▶ [Texte fourni]:
^^^^
Inhumaines de Philippe Claudel
J’ai commencé par un livre choc et quelque peu monstrueux : Inhumaines de Philippe Claudel. S’il fallait définir cet auteur par un mot, je dirais éclectisme * (Caractère de quelqu’un qui s’intéresse à des choses ou des êtres très divers, qui a des connaissances en des domaines très variés sans manifester aucune exclusive.) Si vous passez de son roman de 2016 L’arbre du pays Toraja à celui-ci, vous comprendrez. Ce « roman de moeurs contemporaines », tel que le sous-titre l’auteur, dénonce crument, sans tabou ni morale les opinions et le mode de vie de l’homme d’aujourd’hui. Inhumaines, ces séquences satiriques à l’humour grinçant sur autant de thèmes que ceux du rapport à la sexualité, de la définition de l’art contemporain, des couples mixtes (et pas ceux que vous croyez), de la culture d’entreprise, de la violence et du terrorisme et j’en passe ? Peut-être pas tant que ça à y regarder de plus près, surtout quand on connait la finesse d’analyse de l’auteur. Mais doit-on craquer de désespoir face à cet horrible tableau noir ou chercher dans nos vies les preuves que, oui, il est encore possible de croire en l’humanité de l’homme ? A chacun son avis.
^^^^
▶ [Données fournies]:
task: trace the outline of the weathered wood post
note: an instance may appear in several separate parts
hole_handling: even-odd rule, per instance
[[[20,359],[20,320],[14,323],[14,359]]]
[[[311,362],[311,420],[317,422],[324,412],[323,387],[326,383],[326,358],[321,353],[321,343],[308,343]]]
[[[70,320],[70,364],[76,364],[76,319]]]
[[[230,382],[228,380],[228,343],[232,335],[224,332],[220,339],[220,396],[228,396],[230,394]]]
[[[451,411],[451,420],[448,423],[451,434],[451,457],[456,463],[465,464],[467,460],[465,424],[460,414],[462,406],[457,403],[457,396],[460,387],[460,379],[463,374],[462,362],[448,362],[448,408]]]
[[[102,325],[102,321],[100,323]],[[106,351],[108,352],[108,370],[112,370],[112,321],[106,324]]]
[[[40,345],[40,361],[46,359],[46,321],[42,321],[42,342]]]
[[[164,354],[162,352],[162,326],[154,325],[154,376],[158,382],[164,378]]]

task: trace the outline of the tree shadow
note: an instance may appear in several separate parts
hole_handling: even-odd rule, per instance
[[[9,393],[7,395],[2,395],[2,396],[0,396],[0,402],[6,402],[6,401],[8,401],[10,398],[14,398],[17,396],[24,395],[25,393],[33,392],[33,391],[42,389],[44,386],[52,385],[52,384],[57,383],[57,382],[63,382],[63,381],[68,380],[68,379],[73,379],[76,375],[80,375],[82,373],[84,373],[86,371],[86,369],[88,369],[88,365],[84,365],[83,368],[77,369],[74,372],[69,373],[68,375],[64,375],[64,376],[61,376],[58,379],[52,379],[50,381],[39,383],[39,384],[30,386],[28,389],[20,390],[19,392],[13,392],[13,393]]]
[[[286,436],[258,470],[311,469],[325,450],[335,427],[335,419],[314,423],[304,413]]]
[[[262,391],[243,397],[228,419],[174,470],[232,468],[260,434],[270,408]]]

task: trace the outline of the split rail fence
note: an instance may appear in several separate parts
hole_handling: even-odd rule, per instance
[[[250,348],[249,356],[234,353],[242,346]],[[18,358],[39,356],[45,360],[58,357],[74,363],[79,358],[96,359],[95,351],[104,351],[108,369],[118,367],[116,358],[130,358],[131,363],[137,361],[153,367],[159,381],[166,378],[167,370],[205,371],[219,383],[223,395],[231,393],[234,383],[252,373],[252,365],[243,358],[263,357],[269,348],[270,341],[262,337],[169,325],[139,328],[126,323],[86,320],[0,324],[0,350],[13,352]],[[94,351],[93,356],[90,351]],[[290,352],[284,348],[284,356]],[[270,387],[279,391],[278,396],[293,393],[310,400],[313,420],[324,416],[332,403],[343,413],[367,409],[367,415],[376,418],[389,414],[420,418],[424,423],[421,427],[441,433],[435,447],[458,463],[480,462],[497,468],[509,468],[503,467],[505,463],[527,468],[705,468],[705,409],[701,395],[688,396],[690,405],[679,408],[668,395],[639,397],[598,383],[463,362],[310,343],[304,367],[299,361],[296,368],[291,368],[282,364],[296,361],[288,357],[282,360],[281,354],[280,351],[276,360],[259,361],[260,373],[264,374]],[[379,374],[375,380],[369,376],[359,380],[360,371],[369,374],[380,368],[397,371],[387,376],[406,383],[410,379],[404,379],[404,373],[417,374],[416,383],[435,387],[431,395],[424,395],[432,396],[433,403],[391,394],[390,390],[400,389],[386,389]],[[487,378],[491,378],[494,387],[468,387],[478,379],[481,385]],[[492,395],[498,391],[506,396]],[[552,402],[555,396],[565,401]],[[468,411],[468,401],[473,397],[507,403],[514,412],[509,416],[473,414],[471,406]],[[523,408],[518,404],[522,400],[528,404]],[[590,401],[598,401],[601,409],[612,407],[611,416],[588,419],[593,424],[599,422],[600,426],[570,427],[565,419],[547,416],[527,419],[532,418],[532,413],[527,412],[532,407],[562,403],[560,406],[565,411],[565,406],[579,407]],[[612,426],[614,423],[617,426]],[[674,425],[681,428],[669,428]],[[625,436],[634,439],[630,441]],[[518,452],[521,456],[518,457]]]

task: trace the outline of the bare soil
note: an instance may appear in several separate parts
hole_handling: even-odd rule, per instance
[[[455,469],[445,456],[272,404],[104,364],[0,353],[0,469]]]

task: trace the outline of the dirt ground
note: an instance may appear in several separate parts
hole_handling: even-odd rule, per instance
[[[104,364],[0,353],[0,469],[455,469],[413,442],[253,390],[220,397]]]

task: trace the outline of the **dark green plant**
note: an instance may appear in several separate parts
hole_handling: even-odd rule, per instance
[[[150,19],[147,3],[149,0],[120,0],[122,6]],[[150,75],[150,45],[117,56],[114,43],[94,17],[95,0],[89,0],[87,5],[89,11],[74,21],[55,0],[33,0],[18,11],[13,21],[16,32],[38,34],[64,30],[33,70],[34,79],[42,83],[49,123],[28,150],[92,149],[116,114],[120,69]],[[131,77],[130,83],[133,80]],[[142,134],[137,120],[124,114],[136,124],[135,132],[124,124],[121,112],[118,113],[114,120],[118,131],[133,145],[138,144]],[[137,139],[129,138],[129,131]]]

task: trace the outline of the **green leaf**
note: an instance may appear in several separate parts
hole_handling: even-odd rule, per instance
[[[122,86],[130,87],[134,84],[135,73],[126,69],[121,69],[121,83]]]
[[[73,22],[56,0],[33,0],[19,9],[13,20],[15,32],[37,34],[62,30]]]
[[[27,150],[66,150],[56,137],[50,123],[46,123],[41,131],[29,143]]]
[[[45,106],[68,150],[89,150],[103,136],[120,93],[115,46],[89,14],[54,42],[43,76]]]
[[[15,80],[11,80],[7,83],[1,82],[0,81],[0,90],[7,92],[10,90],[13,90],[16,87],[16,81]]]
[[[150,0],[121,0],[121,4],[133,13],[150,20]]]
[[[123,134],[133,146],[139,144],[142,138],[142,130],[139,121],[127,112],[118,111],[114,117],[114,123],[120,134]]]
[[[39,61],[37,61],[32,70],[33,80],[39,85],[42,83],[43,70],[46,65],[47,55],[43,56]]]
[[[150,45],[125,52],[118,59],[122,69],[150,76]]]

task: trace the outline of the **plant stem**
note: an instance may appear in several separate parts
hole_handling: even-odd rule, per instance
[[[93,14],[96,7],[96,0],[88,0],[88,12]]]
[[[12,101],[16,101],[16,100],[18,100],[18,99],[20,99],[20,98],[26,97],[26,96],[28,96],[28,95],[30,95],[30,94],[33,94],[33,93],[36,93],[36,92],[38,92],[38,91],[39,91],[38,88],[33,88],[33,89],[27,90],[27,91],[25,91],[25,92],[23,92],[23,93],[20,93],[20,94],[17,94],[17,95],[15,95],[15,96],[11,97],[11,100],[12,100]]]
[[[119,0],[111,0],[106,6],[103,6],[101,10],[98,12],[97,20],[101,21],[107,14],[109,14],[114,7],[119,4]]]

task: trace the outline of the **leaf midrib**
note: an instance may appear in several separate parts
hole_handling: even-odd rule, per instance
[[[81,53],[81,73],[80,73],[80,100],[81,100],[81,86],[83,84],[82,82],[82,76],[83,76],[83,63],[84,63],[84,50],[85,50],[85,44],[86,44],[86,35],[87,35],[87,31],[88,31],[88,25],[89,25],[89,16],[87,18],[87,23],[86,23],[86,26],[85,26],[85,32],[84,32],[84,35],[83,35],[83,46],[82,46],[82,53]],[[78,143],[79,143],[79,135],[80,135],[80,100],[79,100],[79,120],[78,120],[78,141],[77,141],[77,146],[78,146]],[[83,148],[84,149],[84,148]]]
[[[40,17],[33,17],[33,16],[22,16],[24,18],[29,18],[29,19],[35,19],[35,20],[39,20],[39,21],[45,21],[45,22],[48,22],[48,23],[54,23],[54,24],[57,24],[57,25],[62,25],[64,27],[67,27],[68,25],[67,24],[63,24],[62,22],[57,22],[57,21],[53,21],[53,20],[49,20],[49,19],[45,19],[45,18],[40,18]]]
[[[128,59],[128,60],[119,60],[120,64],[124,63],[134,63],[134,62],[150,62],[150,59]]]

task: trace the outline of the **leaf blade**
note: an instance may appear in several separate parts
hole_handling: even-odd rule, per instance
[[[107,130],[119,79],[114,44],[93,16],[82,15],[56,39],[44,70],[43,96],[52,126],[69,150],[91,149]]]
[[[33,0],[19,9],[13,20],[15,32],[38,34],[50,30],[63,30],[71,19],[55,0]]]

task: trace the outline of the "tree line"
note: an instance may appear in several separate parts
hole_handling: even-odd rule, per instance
^^^^
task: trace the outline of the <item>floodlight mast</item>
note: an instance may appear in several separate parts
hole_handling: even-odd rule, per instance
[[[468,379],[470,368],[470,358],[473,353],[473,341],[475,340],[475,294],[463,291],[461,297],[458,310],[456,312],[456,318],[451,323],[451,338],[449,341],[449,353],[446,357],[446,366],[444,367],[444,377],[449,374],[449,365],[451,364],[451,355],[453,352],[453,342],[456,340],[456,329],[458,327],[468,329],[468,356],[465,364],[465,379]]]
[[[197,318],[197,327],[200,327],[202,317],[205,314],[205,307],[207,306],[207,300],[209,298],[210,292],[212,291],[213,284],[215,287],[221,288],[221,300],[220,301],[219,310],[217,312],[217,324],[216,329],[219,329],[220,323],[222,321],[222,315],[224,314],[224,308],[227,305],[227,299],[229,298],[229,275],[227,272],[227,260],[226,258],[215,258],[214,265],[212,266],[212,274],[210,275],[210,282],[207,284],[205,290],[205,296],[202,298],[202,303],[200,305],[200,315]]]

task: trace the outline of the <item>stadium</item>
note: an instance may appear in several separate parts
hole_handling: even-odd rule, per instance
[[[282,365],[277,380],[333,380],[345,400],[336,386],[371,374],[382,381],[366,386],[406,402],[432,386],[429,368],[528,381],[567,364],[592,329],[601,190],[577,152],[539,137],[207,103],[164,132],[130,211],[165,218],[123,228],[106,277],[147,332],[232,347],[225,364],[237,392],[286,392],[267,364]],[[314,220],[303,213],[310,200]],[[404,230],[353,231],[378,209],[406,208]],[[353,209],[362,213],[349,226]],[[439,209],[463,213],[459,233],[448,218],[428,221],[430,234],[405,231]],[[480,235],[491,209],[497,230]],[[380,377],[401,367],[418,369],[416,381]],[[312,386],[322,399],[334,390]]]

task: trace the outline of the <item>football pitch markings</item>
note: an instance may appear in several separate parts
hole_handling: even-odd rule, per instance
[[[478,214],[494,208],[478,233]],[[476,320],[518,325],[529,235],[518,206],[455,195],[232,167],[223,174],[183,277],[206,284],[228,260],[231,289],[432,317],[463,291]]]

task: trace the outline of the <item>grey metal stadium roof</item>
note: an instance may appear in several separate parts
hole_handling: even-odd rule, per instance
^^^^
▶ [Consigne]:
Selon le texte fourni, qu'est-ce qui justifie le choix du mot « éclectisme » pour définir Philippe Claudel ? Répondez en une à trois phrases.

▶ [Corrigé]:
Le mot désigne une personne qui s'intéresse à des choses ou à des êtres très divers et qui possède des connaissances dans des domaines très variés. D'après le texte, il suffit de passer de L'arbre du pays Toraja, roman de Claudel paru en 2016, à Inhumaines pour comprendre ce choix.